— WHAT NEEDS TO BE DONE —
What is needed is an exact copy of every entry, without the pictures.

— DATA TO PROCESS —

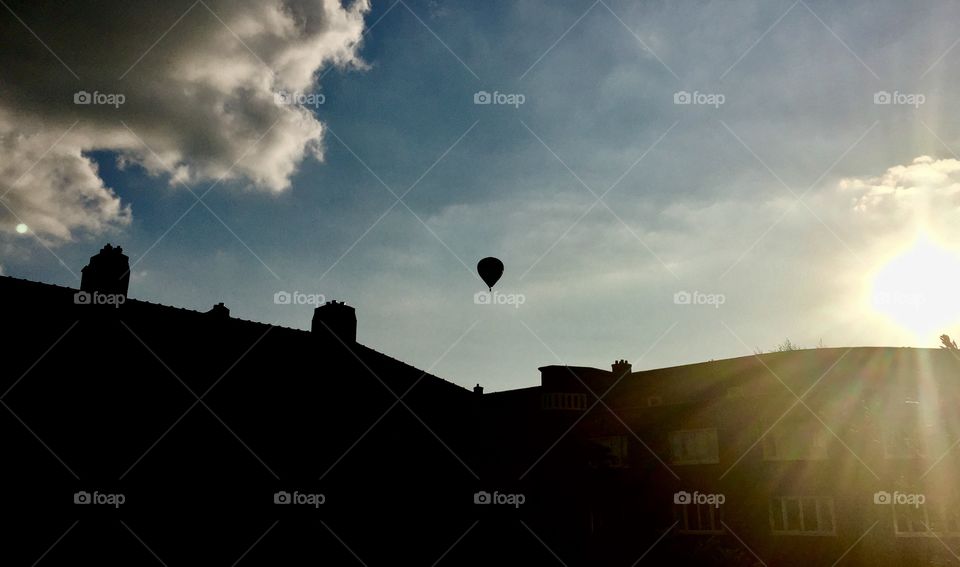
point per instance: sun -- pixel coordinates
(919, 289)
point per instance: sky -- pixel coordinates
(665, 182)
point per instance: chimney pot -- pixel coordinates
(337, 318)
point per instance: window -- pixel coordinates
(802, 515)
(926, 520)
(904, 442)
(796, 441)
(698, 518)
(562, 401)
(694, 447)
(616, 446)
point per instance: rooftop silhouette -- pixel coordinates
(230, 425)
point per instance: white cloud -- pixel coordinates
(916, 187)
(195, 104)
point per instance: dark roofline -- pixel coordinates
(171, 308)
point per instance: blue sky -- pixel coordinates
(785, 200)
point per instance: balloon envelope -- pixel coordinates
(490, 269)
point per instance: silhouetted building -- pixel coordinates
(108, 272)
(234, 429)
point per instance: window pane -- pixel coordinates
(776, 515)
(826, 514)
(810, 522)
(792, 506)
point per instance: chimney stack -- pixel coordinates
(621, 368)
(108, 272)
(338, 318)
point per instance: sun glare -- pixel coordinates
(919, 290)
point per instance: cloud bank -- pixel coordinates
(187, 91)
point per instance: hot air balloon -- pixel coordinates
(490, 270)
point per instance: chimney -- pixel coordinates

— COMPLETED TASK —
point per instance: sun -- pixel coordinates
(919, 289)
point per instance: sky -- pixel coordinates
(665, 182)
point per instance: chimney pot -- pixel coordinates
(337, 318)
point per instance: window -- pixel coordinates
(802, 515)
(926, 520)
(904, 442)
(796, 441)
(698, 518)
(562, 401)
(694, 447)
(616, 446)
point per instance: rooftop silhouette -- pixel coordinates
(230, 425)
point per instance: white cloud -- pixel coordinates
(916, 187)
(195, 104)
point per instance: dark roofline -- pixel coordinates
(171, 308)
point per instance: blue sky -- pixel coordinates
(785, 200)
point per instance: balloon envelope -- pixel coordinates
(490, 269)
point per instance: silhouetted building -- pixel coordinates
(108, 272)
(234, 429)
point per instance: window pane -- pixel coordinates
(776, 515)
(826, 514)
(810, 522)
(792, 506)
point per instance: chimney stack -- pixel coordinates
(621, 368)
(108, 272)
(338, 318)
point per instance: sun glare -- pixel coordinates
(919, 290)
point per instance: cloud bank -- pixel coordinates
(187, 91)
point per instance: hot air balloon -- pixel coordinates
(490, 270)
point per instance: chimney -- pixel coordinates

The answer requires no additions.